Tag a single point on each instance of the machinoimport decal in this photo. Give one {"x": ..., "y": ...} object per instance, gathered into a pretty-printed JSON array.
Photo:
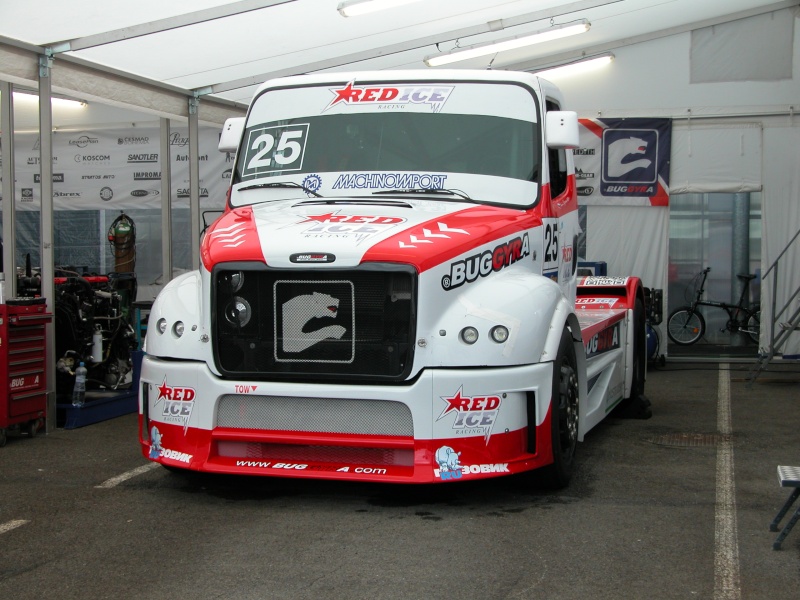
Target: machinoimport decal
[{"x": 360, "y": 181}]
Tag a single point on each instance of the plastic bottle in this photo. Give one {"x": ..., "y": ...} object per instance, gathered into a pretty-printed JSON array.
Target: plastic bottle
[{"x": 79, "y": 391}]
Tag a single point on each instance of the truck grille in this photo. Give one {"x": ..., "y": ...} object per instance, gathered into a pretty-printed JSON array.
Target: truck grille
[
  {"x": 355, "y": 324},
  {"x": 315, "y": 415}
]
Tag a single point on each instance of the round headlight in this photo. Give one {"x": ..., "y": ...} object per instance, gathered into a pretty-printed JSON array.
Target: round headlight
[
  {"x": 237, "y": 280},
  {"x": 499, "y": 334},
  {"x": 469, "y": 335},
  {"x": 238, "y": 312},
  {"x": 232, "y": 281}
]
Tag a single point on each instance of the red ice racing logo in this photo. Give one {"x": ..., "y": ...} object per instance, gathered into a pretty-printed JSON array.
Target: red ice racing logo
[
  {"x": 474, "y": 414},
  {"x": 178, "y": 403},
  {"x": 384, "y": 95}
]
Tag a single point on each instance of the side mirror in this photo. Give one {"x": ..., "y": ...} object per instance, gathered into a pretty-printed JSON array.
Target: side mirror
[
  {"x": 231, "y": 134},
  {"x": 561, "y": 129}
]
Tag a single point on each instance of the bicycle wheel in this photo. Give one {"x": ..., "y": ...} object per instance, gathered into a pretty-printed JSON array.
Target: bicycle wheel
[
  {"x": 754, "y": 326},
  {"x": 685, "y": 326}
]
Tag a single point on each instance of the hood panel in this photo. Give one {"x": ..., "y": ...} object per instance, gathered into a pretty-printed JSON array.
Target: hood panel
[{"x": 422, "y": 233}]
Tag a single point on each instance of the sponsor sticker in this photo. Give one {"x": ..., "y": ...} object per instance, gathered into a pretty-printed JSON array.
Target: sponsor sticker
[
  {"x": 450, "y": 467},
  {"x": 487, "y": 262},
  {"x": 176, "y": 402},
  {"x": 157, "y": 450},
  {"x": 388, "y": 96},
  {"x": 474, "y": 415},
  {"x": 602, "y": 342}
]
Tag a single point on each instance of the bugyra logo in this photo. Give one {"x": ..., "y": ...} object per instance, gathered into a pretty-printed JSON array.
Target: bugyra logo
[
  {"x": 298, "y": 311},
  {"x": 487, "y": 262}
]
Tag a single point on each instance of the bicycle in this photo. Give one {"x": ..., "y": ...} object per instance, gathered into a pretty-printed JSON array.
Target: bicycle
[{"x": 686, "y": 325}]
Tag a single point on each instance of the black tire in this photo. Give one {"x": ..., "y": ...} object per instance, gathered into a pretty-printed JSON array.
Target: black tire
[
  {"x": 685, "y": 326},
  {"x": 754, "y": 326},
  {"x": 564, "y": 411}
]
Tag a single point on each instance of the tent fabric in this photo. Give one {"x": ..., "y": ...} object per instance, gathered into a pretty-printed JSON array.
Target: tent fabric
[
  {"x": 752, "y": 49},
  {"x": 780, "y": 222},
  {"x": 716, "y": 158}
]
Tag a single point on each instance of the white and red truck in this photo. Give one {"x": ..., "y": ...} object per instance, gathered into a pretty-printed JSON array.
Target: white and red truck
[{"x": 392, "y": 291}]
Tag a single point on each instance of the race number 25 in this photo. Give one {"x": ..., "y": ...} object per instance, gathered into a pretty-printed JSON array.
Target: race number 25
[{"x": 277, "y": 148}]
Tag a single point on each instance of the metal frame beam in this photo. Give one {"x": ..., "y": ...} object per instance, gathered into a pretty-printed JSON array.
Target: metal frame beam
[
  {"x": 47, "y": 257},
  {"x": 414, "y": 44},
  {"x": 176, "y": 22},
  {"x": 166, "y": 204},
  {"x": 565, "y": 57},
  {"x": 9, "y": 187}
]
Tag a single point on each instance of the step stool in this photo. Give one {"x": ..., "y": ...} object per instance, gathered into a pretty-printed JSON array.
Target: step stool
[{"x": 789, "y": 477}]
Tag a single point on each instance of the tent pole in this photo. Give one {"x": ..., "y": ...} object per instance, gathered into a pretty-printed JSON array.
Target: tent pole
[{"x": 47, "y": 259}]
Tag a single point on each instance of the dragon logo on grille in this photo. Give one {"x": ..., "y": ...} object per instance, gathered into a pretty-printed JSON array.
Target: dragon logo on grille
[{"x": 297, "y": 313}]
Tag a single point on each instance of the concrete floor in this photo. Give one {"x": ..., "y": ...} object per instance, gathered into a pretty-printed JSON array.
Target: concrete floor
[{"x": 677, "y": 506}]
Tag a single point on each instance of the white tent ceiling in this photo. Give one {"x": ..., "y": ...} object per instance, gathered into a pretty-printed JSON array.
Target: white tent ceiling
[{"x": 229, "y": 56}]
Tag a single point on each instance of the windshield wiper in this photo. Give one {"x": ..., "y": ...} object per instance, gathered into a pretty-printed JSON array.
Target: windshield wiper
[
  {"x": 281, "y": 184},
  {"x": 436, "y": 191}
]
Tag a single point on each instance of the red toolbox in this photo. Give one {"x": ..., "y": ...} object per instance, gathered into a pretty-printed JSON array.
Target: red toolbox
[{"x": 23, "y": 375}]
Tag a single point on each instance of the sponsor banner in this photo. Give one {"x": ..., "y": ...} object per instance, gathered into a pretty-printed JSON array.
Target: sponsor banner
[
  {"x": 119, "y": 169},
  {"x": 623, "y": 162}
]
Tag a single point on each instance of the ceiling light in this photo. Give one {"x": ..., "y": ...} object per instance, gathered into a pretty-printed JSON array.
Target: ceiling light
[
  {"x": 362, "y": 7},
  {"x": 54, "y": 101},
  {"x": 553, "y": 33},
  {"x": 575, "y": 68}
]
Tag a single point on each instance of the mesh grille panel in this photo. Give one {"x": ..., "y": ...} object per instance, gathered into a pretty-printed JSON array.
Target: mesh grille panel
[
  {"x": 324, "y": 454},
  {"x": 325, "y": 415},
  {"x": 349, "y": 324}
]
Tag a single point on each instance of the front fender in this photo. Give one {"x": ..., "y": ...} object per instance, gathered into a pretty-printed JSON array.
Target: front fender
[
  {"x": 181, "y": 301},
  {"x": 529, "y": 305}
]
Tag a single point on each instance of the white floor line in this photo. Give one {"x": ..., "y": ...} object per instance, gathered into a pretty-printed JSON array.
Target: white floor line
[
  {"x": 114, "y": 481},
  {"x": 726, "y": 546},
  {"x": 8, "y": 526}
]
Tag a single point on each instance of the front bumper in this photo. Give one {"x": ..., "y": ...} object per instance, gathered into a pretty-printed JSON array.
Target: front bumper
[{"x": 448, "y": 424}]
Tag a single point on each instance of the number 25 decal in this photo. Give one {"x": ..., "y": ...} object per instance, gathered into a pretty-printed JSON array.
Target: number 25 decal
[
  {"x": 278, "y": 148},
  {"x": 550, "y": 243}
]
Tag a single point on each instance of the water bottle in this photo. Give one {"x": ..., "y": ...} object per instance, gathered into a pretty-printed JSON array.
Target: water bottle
[{"x": 79, "y": 391}]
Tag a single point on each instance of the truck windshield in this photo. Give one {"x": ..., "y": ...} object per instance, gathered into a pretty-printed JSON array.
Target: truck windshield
[{"x": 489, "y": 153}]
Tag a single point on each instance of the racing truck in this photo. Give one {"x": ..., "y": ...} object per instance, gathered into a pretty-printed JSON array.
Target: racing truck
[{"x": 392, "y": 291}]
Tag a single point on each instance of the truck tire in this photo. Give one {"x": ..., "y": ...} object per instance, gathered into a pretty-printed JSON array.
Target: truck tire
[{"x": 563, "y": 414}]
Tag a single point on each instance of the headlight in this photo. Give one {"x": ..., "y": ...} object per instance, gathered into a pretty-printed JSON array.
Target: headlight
[
  {"x": 469, "y": 335},
  {"x": 499, "y": 333},
  {"x": 238, "y": 312},
  {"x": 232, "y": 281}
]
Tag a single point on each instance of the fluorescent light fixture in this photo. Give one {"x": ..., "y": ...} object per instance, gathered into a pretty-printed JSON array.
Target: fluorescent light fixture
[
  {"x": 576, "y": 68},
  {"x": 54, "y": 101},
  {"x": 553, "y": 33},
  {"x": 353, "y": 8}
]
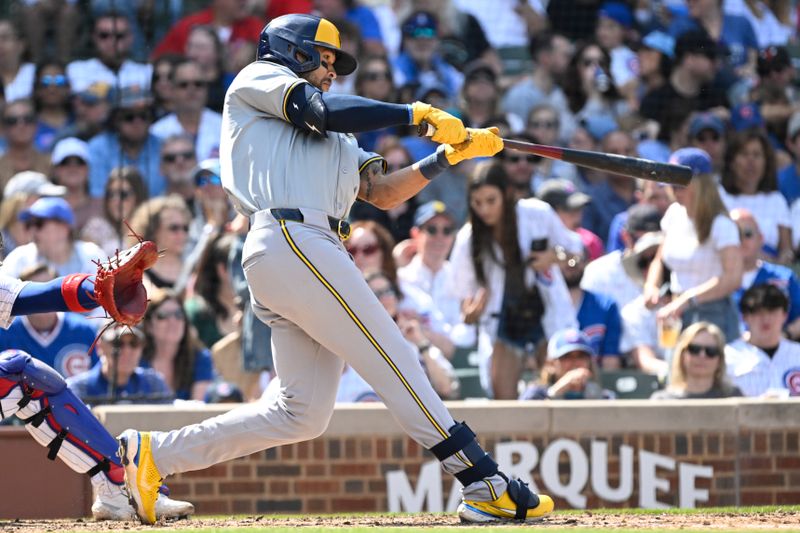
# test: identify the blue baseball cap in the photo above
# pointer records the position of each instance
(660, 42)
(207, 172)
(568, 340)
(695, 158)
(746, 116)
(420, 24)
(618, 12)
(51, 208)
(598, 126)
(706, 121)
(431, 209)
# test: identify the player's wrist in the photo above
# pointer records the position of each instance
(434, 164)
(71, 290)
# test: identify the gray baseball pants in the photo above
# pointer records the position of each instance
(322, 314)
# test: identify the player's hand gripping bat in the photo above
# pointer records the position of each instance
(632, 167)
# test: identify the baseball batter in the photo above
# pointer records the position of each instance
(290, 162)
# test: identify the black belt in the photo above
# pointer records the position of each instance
(340, 226)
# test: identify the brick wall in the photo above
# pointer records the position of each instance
(752, 447)
(342, 474)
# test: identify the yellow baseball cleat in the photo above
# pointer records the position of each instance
(505, 508)
(142, 478)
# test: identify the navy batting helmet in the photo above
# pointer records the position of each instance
(290, 40)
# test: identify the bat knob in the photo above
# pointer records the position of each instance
(425, 129)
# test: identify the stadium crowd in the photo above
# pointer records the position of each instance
(514, 277)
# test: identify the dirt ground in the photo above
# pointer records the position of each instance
(785, 520)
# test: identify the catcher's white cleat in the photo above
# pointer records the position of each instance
(142, 479)
(114, 505)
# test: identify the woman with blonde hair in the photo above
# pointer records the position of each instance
(701, 248)
(165, 221)
(13, 231)
(698, 366)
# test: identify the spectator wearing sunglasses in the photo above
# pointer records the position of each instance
(127, 142)
(17, 77)
(568, 203)
(762, 363)
(52, 223)
(178, 162)
(51, 98)
(19, 123)
(429, 270)
(698, 366)
(374, 80)
(707, 132)
(569, 372)
(191, 116)
(211, 205)
(758, 271)
(120, 352)
(507, 281)
(172, 347)
(112, 37)
(520, 168)
(70, 159)
(165, 221)
(205, 48)
(125, 190)
(91, 108)
(370, 245)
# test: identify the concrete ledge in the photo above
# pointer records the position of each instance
(547, 417)
(769, 414)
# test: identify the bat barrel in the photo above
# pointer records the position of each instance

» Required action
Among the entries above, how many lines have the string "player" in them? Only the number should be given.

» Response area
2